§ TEXTE FOURNI:
▼▼▼

La session de New York en octobre 2012 a traité de la complicité des États-Unis pour, entre autres, son aide financière et militaire importante, ainsi que par le veto opposé systématiquement à toute résolution critique envers l’État d’Israël au sein du Conseil de sécurité, paralysant le fonctionnement de celui-ci. Les participants de la session ont abordé les manquements de l’Organisation des nations unies quant aux violations du droit international commises par Israël qui les constatent sans en tirer les conséquences.
Enfin, à Bruxelles, le 19 mars 2013, après quatre années d’examen des complicités des violations israéliennes du droit international, le tribunal Russell conclut qu’il donnera son soutien à toute initiative venant de la société civile – où le tribunal a le plus d’écho – et des organisations internationales visant à traduire Israël en justice devant la Cour pénale internationale.
Ainsi, depuis soixante-cinq ans, les différents gouvernements israéliens ont systématiquement porté atteinte à l’existence de la nation palestinienne en détruisant ses infrastructures politiques, économiques, sociales, culturelles, etc. ; actions qui peuvent être qualifiées de « sociocides » comme avait été qualifié de « génocide » le massacre des Juifs par les nazis.
Ce tribunal Russell est-il un des signes du réveil des peuples et de la société civile en ce XXIe siècle ? Réveil qui s’est manifesté par différents mouvements populaires de résistance comme les « indignés » un peu partout, par des intifadas, par l’action des Américains d’Occupy Wall Street et par les inattendus « printemps arabes ».
À propos de ces derniers, si profonde qu’a été notre désillusion quand les élections ont amené au pouvoir des partis islamistes, nous pensons que cela ne change rien au bouleversement historique post-colonial, porteur d’espoir, dont témoignent ces mouvements.

La résistance populaire palestinienne, c’est – plus que des mots alignés sur le papier – ce dont témoigne Cinq caméras brisées, un film qui nous donne à voir, face à face, l’action du gouvernement israélien et la manière de résister pacifiquement de la population palestinienne.
Cinq caméras brisées (700 heures de rushes) est réalisé par un Palestinien, Emad Burnat, et solidairement par un Israélien, Guy Davidi, membre de l’organisation des Anarchistes contre le mur qui soutient activement la lutte populaire des habitants de Bil’in.
Remarquons que ce film a reçu de nombreuses récompenses : Prix de la réalisation du documentaire international au Festival de Sundance 2012, Prix spécial du jury et Prix du public au Festival international du documentaire d’Amsterdam (IDFA) 2011, et encore Prix du meilleur documentaire au Durban Film Festival 2012, Afrique du Sud.

▲▲▲

§ Étiquettes des points d'objet:
▼▼▼

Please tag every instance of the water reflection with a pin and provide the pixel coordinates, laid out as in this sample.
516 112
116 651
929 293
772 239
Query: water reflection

▲▲▲

§ VOTRE OBJECTIF: Résumez le texte fourni en deux phrases. Les items n'ont aucun rôle à jouer ici.

§ RÉSULTAT: Au terme de quatre années d'examen des complicités dans les violations israéliennes du droit international, notamment celle des États-Unis et les manquements de l'ONU abordés à New York en octobre 2012, le tribunal Russell a conclu à Bruxelles, le 19 mars 2013, qu'il soutiendrait toute initiative visant à traduire Israël devant la Cour pénale internationale. Le texte se demande si ce tribunal est un signe du réveil des peuples et de la société civile, puis présente le film primé Cinq caméras brisées, réalisé par Emad Burnat et Guy Davidi, comme un témoignage de la résistance pacifique de la population palestinienne.